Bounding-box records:
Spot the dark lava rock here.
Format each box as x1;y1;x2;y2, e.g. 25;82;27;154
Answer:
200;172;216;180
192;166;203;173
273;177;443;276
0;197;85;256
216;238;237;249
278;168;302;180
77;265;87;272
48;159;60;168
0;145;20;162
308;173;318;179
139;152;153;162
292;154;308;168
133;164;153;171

TASK DIRECTIONS: Render all of the material above as a Markdown table with two columns, Row and Line. Give each non-blank line its own row, numbered in order.

RESPONSE FOR THIS EXERCISE:
| Row | Line |
|---|---|
| 1 | Spot the dark lava rock here. |
| 2 | Format each box as x1;y1;x2;y2, e.g. 25;82;27;154 |
| 3 | Answer: |
| 4 | 200;172;216;180 |
| 5 | 192;166;203;173 |
| 6 | 273;177;443;276 |
| 7 | 0;197;85;256 |
| 8 | 216;238;237;249 |
| 9 | 278;168;302;180 |
| 10 | 77;265;87;272 |
| 11 | 48;159;60;168 |
| 12 | 0;145;20;162 |
| 13 | 308;173;318;179 |
| 14 | 139;152;153;162 |
| 15 | 292;154;308;168 |
| 16 | 133;164;153;171 |